* _Extract provided_

"""

In sign of coming of age of the equity cult in India, the number of dematerialisation accounts opened with Central Depository Services Limited (CDSL) and National Securities Depository Limited (NSDL) hit the 10-crore milestone recently. It has taken just three years for the number of demat accounts to more than double from 3.74 crore to 10.04 crore. This is largely led by individual investors. From a macro perspective, this is a welcome development, as it indicates a shift in household savings away from gold and real estate to financial assets that are easily traceable, PAN-identified and funnel capital into enterprises that put savings to productive use in the economy.

"""

* _Data records_
"""

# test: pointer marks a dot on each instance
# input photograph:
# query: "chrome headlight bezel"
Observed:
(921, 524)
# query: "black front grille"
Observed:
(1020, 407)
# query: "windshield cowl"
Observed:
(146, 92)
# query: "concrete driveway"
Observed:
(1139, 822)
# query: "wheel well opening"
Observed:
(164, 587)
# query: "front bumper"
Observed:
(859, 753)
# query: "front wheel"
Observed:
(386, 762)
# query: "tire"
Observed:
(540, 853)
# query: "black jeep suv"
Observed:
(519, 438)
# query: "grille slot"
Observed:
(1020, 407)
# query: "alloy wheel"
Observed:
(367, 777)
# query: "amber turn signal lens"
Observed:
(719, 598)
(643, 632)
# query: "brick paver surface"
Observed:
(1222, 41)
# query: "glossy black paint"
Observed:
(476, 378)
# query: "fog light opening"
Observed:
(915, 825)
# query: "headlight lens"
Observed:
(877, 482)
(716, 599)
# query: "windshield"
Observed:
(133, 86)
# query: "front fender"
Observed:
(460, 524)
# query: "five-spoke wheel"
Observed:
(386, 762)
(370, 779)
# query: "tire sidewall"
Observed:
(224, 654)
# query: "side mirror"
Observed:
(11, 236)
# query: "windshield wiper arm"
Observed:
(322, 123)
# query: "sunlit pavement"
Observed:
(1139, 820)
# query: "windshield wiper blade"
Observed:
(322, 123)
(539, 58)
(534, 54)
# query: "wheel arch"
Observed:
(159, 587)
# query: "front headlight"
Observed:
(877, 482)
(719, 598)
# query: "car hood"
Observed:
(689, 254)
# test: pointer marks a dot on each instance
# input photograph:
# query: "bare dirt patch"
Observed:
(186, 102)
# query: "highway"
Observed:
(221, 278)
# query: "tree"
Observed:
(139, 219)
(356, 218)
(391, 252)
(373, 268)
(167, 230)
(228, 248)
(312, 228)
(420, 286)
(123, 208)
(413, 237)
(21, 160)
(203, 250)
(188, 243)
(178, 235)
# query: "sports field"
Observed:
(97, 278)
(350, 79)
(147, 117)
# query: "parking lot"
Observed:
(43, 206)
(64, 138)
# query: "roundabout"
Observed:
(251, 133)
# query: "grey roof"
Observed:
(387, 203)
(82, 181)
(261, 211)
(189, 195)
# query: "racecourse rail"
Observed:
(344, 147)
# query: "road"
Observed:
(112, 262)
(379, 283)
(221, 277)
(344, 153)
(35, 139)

"""

* _Work request_
Quote everything in the demat accounts passage from "In sign of coming" down to "in the economy.". The rows have no connection to the demat accounts passage.

* _Answer_
In sign of coming of age of the equity cult in India, the number of dematerialisation accounts opened with Central Depository Services Limited (CDSL) and National Securities Depository Limited (NSDL) hit the 10-crore milestone recently. It has taken just three years for the number of demat accounts to more than double from 3.74 crore to 10.04 crore. This is largely led by individual investors. From a macro perspective, this is a welcome development, as it indicates a shift in household savings away from gold and real estate to financial assets that are easily traceable, PAN-identified and funnel capital into enterprises that put savings to productive use in the economy.